**Goal**:
Set down every record once more, exactly as given.

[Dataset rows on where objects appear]
-=-=-
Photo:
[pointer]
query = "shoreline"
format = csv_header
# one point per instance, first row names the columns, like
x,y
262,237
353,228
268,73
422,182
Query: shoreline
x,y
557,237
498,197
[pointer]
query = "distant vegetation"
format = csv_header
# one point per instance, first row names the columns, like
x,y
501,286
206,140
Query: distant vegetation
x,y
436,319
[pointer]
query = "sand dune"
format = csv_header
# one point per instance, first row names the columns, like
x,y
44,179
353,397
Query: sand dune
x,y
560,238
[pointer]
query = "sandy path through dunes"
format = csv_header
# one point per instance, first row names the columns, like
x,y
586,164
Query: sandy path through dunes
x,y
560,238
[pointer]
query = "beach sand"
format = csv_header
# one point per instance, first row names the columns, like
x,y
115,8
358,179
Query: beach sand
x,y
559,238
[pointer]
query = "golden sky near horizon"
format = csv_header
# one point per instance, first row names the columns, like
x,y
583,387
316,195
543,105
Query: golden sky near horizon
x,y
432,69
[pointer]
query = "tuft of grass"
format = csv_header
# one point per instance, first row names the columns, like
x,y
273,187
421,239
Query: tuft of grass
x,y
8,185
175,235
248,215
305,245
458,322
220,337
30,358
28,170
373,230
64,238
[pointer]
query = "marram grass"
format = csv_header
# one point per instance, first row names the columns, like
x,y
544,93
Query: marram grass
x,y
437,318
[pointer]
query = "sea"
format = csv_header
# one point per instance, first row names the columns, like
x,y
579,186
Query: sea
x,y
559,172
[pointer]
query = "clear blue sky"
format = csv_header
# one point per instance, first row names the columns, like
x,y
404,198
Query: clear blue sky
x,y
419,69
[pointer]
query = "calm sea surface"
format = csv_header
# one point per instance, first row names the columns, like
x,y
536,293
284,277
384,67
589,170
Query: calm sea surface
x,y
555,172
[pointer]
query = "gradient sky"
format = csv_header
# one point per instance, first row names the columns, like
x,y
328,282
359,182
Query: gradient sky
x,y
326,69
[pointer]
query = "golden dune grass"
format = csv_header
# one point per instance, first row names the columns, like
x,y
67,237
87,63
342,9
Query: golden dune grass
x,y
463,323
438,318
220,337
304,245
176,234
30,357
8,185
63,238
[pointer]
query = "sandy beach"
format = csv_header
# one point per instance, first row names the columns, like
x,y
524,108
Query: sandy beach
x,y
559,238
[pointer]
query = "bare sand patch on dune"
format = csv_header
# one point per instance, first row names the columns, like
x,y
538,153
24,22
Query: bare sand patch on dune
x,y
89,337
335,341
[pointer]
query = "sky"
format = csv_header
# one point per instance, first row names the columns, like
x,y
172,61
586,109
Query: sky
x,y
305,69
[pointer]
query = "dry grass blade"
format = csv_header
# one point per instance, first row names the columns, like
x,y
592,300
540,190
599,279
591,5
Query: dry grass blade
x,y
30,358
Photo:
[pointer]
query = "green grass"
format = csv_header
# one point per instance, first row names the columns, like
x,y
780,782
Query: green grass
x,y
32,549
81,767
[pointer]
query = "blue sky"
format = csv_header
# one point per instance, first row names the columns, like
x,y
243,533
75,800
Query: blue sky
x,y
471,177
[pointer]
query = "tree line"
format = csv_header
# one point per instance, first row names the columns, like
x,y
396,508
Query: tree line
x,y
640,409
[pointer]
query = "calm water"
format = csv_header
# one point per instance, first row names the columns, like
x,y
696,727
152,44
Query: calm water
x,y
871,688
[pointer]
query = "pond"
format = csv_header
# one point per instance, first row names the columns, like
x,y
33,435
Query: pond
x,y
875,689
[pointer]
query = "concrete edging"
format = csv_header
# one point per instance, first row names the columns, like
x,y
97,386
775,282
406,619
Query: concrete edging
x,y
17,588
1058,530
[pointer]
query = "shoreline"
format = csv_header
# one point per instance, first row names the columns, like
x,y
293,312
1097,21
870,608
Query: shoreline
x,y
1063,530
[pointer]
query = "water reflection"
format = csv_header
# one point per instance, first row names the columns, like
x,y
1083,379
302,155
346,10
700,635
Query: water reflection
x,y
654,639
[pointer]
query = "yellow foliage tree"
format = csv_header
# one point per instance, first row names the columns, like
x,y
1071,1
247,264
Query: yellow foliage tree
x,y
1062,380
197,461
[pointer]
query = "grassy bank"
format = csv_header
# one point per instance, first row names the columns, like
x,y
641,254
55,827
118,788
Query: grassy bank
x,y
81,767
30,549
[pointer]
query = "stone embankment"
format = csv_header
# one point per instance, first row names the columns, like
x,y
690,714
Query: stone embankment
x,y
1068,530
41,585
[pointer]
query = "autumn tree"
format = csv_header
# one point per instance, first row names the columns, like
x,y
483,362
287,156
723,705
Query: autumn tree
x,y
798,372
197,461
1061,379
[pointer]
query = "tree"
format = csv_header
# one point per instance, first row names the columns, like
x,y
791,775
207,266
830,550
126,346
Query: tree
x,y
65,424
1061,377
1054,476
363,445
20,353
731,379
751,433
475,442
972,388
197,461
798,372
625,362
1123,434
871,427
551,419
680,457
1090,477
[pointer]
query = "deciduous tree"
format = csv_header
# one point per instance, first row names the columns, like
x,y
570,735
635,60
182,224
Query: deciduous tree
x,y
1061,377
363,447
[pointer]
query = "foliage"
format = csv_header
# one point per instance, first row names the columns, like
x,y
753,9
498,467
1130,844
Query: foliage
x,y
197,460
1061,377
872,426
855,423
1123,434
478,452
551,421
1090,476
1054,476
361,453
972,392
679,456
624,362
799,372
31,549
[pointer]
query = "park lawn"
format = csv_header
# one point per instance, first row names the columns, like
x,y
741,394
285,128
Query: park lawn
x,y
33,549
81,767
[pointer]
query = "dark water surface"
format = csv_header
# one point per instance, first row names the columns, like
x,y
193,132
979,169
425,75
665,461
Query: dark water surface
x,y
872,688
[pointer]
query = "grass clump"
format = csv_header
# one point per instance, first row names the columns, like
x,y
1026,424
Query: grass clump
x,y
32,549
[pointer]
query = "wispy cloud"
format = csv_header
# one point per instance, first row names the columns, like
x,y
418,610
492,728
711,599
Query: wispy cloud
-=-=-
**Reply to the task**:
Photo:
[pointer]
query = "shoreline"
format = csv_header
# one point per instance, first row names the columns, like
x,y
262,237
353,228
268,73
422,182
Query: shoreline
x,y
557,237
498,197
[pointer]
query = "distant vegetation"
format = csv_header
# one point per instance, first row names the columns, like
x,y
501,286
206,140
Query: distant vegetation
x,y
436,319
[pointer]
query = "sand dune"
format = csv_header
# one point per instance, first row names the columns, like
x,y
44,179
353,397
Query: sand dune
x,y
560,238
[pointer]
query = "sandy path through dunes"
format = csv_header
# one point per instance, first row names the columns, like
x,y
586,164
Query: sandy path through dunes
x,y
560,238
[pointer]
query = "beach sand"
format = csv_header
# one point per instance, first row names the columns, like
x,y
115,8
358,179
Query: beach sand
x,y
559,238
[pointer]
query = "golden sky near horizon"
format = csv_header
# one point per instance, first row names the columns, like
x,y
583,387
316,195
543,105
Query: golden sky near horizon
x,y
432,69
[pointer]
query = "tuft of grass"
format = csv_header
# one point per instance, first row names the columns, like
x,y
273,187
421,239
Query: tuft of grass
x,y
8,185
175,235
248,215
305,245
458,322
220,337
30,358
28,170
373,230
64,238
[pointer]
query = "marram grass"
format = csv_header
# one point per instance, first row names the columns, like
x,y
544,93
Query: marram grass
x,y
437,318
[pointer]
query = "sea"
format = csv_header
# one point per instance, first row names the columns, like
x,y
579,186
Query: sea
x,y
559,172
[pointer]
query = "clear blue sky"
format = csv_header
# one point per instance, first row names the columns, like
x,y
404,198
Query: clear blue sky
x,y
419,69
[pointer]
query = "calm sea surface"
format = csv_header
# one point per instance, first row names the columns, like
x,y
536,293
284,277
384,67
589,170
Query: calm sea surface
x,y
555,172
[pointer]
query = "gradient sky"
format = csv_header
# one point per instance, first row names the columns, like
x,y
328,282
359,182
Query: gradient sky
x,y
326,69
[pointer]
query = "golden dune grass"
format = csv_header
# one point per instance, first row names the columns, like
x,y
67,237
87,63
342,9
Query: golden dune grass
x,y
463,323
438,318
220,337
304,245
176,234
30,357
8,185
63,238
[pointer]
query = "sandy beach"
format = csv_header
# one point per instance, first row names the columns, like
x,y
524,108
Query: sandy beach
x,y
559,238
[pointer]
query = "bare sand patch on dune"
format = csv_header
# one point per instance, first row names the columns, like
x,y
538,153
24,22
Query: bare sand patch on dune
x,y
89,337
335,341
[pointer]
query = "sky"
format = csv_header
# one point per instance, first row names the columns, like
x,y
172,61
586,109
Query: sky
x,y
305,69
[pointer]
query = "dry grass blade"
format = csv_header
# one point per instance, first row names the columns, like
x,y
592,300
540,190
599,279
591,5
Query: dry grass blade
x,y
30,358
Photo:
[pointer]
query = "green grass"
format = csv_header
# one point per instance, first row names the columns, like
x,y
780,782
Query: green grass
x,y
32,549
81,767
[pointer]
query = "blue sky"
format = csv_header
# one point per instance, first row names the columns, like
x,y
243,533
75,800
Query: blue sky
x,y
471,177
[pointer]
query = "tree line"
format = csv_header
# one point per instance, first row names the columns, like
x,y
396,508
Query: tree line
x,y
640,409
[pointer]
query = "calm water"
format = csv_header
# one point per instance, first row names the columns, like
x,y
696,727
152,44
Query: calm water
x,y
871,688
[pointer]
query = "pond"
format = csv_header
# one point per instance, first row names the columns, like
x,y
33,435
Query: pond
x,y
875,689
[pointer]
query = "concrete edging"
format = csv_header
# one point per instance, first row names the columns, like
x,y
97,386
775,282
406,619
Query: concrete edging
x,y
17,588
1058,530
[pointer]
query = "shoreline"
format = csv_header
# one point per instance, first row names the columns, like
x,y
293,312
1097,21
870,608
Query: shoreline
x,y
1063,530
[pointer]
query = "water reflection"
format = csv_header
# one point per instance, first row names the columns, like
x,y
1083,379
302,155
346,10
700,635
Query: water reflection
x,y
654,639
[pointer]
query = "yellow foliage tree"
format = csv_header
# one point per instance, first row names the columns, like
x,y
1071,1
247,264
Query: yellow foliage tree
x,y
1062,380
197,461
[pointer]
query = "grassy bank"
format = csv_header
# one point per instance, first row names the columns, like
x,y
641,254
55,827
118,788
Query: grassy bank
x,y
81,767
30,549
[pointer]
query = "stone embankment"
format = csv_header
# one point per instance, first row names the columns, like
x,y
690,714
Query: stone embankment
x,y
1068,530
41,585
[pointer]
query = "autumn tree"
format = csv_header
# one point per instance, first row names the columns, like
x,y
483,362
287,156
723,705
Query: autumn tree
x,y
798,372
197,461
1061,379
[pointer]
query = "tree"
format = csv_header
# one point per instance, first row names the columns, like
x,y
791,775
207,266
830,550
126,346
Query: tree
x,y
65,424
1061,377
1054,476
363,445
20,353
731,379
751,433
475,442
972,388
197,461
798,372
625,362
1123,434
871,427
551,419
680,457
1090,477
[pointer]
query = "deciduous tree"
format = csv_header
# one point per instance, first row names the columns, like
x,y
570,735
635,60
182,224
Query: deciduous tree
x,y
1061,377
363,447
[pointer]
query = "foliage"
format = csv_header
# one point per instance, first row names the columns, like
x,y
753,9
498,467
1130,844
Query: foliage
x,y
197,460
1061,377
872,426
855,423
1123,434
478,452
551,421
1090,476
1054,476
361,453
972,392
679,456
624,362
799,372
31,549
[pointer]
query = "park lawn"
format = csv_header
# one point per instance, first row names the columns, like
x,y
741,394
285,128
Query: park lawn
x,y
33,549
81,767
[pointer]
query = "dark water surface"
format = csv_header
# one point per instance, first row names the columns, like
x,y
193,132
979,169
425,75
665,461
Query: dark water surface
x,y
872,688
[pointer]
query = "grass clump"
format = csv_header
# one point per instance, first row names the columns, like
x,y
1026,424
Query: grass clump
x,y
32,549
[pointer]
query = "wispy cloud"
format = csv_header
# one point per instance, first row names the columns, like
x,y
418,610
492,728
711,599
Query: wispy cloud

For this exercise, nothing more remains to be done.